# WHAT IS BEING ASKED
Pick out every line in the records below that contains the word "grey", and copy each one in full.

==*==

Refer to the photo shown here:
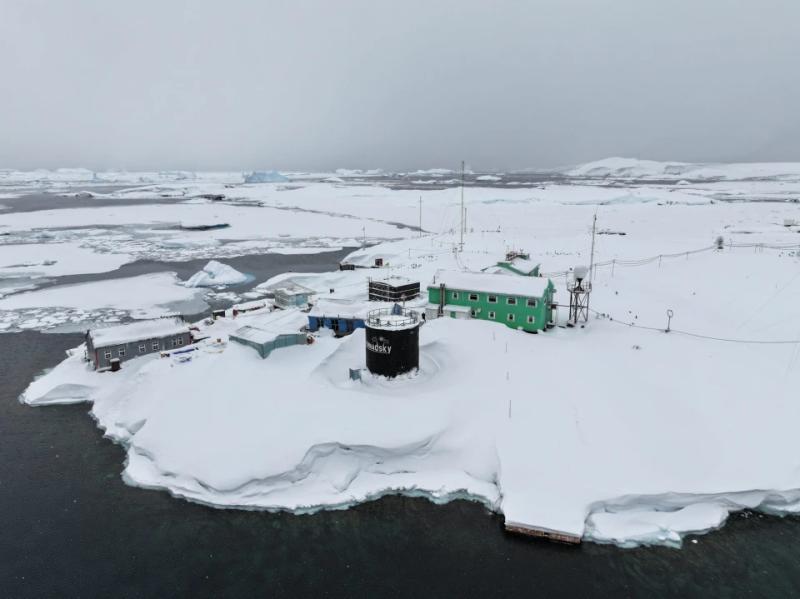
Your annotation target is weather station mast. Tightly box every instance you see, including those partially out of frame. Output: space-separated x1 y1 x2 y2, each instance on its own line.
567 213 597 327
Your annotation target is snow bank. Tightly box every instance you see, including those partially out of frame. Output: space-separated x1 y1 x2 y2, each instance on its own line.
564 158 800 181
184 260 250 287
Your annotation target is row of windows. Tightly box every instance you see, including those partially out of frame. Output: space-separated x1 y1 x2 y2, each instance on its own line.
484 312 535 324
450 291 536 308
103 337 183 360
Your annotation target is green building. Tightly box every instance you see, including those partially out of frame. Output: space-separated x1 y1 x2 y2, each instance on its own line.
425 271 556 332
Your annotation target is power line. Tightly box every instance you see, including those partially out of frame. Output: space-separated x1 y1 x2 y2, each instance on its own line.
584 306 800 345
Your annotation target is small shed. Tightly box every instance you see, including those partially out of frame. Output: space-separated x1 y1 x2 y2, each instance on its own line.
86 316 192 369
308 314 364 337
272 281 315 308
230 325 308 358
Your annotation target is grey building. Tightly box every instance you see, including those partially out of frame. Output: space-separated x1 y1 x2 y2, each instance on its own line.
229 325 308 358
86 317 192 370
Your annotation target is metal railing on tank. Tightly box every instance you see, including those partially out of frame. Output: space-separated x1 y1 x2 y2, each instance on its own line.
367 304 420 329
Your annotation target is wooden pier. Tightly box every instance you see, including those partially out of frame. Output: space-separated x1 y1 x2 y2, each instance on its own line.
505 521 581 545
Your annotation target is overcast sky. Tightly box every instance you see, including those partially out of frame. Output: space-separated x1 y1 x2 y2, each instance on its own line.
0 0 800 170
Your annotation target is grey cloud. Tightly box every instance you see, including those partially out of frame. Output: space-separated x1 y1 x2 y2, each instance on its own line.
0 0 800 169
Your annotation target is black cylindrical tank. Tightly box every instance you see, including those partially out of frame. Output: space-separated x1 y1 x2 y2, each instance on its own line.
365 306 420 377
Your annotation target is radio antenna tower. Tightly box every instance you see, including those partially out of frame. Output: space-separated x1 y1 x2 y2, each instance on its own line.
458 160 464 252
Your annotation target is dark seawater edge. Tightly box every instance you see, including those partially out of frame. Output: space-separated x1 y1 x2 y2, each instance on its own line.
0 332 800 598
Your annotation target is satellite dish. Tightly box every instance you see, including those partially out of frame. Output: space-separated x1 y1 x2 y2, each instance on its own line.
573 266 589 281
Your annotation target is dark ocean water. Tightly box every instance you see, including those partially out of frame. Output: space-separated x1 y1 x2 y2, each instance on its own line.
0 332 800 599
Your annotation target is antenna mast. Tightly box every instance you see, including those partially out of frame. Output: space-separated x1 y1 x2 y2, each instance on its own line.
589 210 597 281
585 210 597 320
459 160 464 252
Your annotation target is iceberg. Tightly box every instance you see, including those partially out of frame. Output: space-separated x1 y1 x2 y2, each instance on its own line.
184 260 250 287
244 171 289 183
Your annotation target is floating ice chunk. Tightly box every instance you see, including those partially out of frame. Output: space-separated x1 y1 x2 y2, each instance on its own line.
184 260 250 287
244 171 289 183
585 501 734 547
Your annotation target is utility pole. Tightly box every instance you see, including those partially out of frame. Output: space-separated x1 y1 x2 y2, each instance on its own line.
586 210 597 318
419 196 422 237
459 160 464 252
589 212 597 281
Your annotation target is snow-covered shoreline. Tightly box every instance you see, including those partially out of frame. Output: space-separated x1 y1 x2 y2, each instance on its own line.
10 168 800 546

==*==

# SOLUTION TO THIS PROBLEM
Your annotation target is grey building. Tightly box every instance you see, including those partially out of frame. Output: space-separated x1 y1 x2 y2, each instance on its own line.
Your annotation target is grey cloud. Tightly box every instance you see, including those partially out of frame. Output: space-separated x1 y1 x2 y2, each instance on its own line.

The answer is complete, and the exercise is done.